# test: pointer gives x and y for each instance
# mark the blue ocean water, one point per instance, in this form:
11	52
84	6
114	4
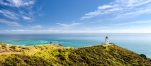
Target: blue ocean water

- _Given request_
Turn the records into a Markdown table with two columns, Row and Line, giving each non-blank line its own numbered row and skipping blank lines. Leave the pictures out.

- _Task response_
| Row | Line |
|---|---|
| 1 | # test: pointer gives x and y for each instance |
| 2 | # mark the blue ocean water, one point per instance, in this form: |
| 3 | 11	52 |
| 4 | 84	6 |
| 5 | 114	4 |
| 6 | Target: blue ocean water |